_Requirement_: Rewrite all the items below, putting "pin" in place of "marker" each time it occurs and keeping everything else the same. Omit the pictures from your version.

_Source records_:
— BEGIN —

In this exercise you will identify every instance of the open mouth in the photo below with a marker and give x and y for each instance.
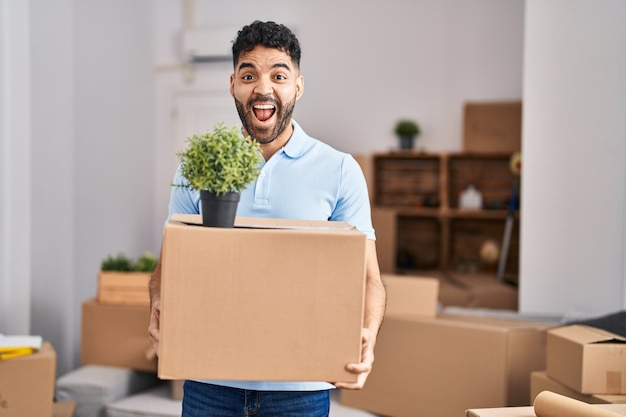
(264, 112)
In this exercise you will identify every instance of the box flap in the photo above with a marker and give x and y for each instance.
(584, 334)
(268, 223)
(411, 295)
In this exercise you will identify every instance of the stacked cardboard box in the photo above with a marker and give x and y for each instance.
(27, 384)
(125, 288)
(584, 363)
(116, 335)
(438, 364)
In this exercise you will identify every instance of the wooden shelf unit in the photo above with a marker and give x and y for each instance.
(432, 231)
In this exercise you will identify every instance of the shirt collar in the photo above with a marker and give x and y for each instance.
(297, 143)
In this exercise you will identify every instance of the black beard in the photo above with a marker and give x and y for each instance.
(265, 136)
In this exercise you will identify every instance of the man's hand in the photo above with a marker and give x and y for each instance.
(153, 327)
(364, 368)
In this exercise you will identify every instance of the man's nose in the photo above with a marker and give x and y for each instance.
(263, 86)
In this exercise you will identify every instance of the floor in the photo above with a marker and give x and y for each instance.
(157, 401)
(338, 410)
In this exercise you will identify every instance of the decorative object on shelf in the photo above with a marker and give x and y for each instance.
(407, 130)
(471, 198)
(220, 164)
(489, 253)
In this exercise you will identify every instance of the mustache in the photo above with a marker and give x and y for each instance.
(263, 99)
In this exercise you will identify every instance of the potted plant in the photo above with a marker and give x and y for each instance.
(123, 280)
(406, 130)
(220, 165)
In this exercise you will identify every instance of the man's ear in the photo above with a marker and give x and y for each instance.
(299, 86)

— END —

_Response_:
In this exercise you will identify every instance of the open mouth in the photo below with a pin and give x and y for each instance.
(264, 112)
In this exercise you will identify every instance of the box flap in the photo above with a pin and give x and y for each instance.
(584, 334)
(268, 223)
(411, 295)
In this exercise you will identify every instance of the stacked cardboard box in the photo above with a pin and give x and y for each instance.
(27, 384)
(125, 288)
(584, 363)
(116, 335)
(438, 364)
In this exercise you will identify every instance of the wooden shelf unit in the photo above with a pin and give x and y for each instance.
(432, 231)
In this exercise you will identify every instance of the shirt collar in the photo above with a pin and give x and y for each instance.
(297, 143)
In this exercise you will identify every instance of the black beard in the photo above with a pin and give x and y for each instance.
(265, 136)
In this exercise you will identify every instance of the man's hand in the photo above with a pin and give x and y for each instance.
(153, 327)
(364, 368)
In this exercise you will identify every instance of the man's nose in the photo above with a pin and give x and y for each instance.
(263, 86)
In this exercise you will identify every instance of the floor in the photo above with a pin and give x and y for each instance.
(157, 401)
(338, 410)
In this exercise you will identify every instance of the decorative object on shelf in the photo above with a pin and give x and y for each instance.
(407, 130)
(471, 198)
(220, 164)
(489, 253)
In this exercise you will identify every instance of the mustache in the photo above with a pin and give x and y for each instance.
(263, 99)
In this exercise you will identify every instance of the potted plant in the photo above with a pin and give x and y for each instance.
(123, 280)
(406, 130)
(220, 165)
In this exercise you will identify every instance of the man's ear in the photo above with a pin and give x and y for each instance.
(299, 86)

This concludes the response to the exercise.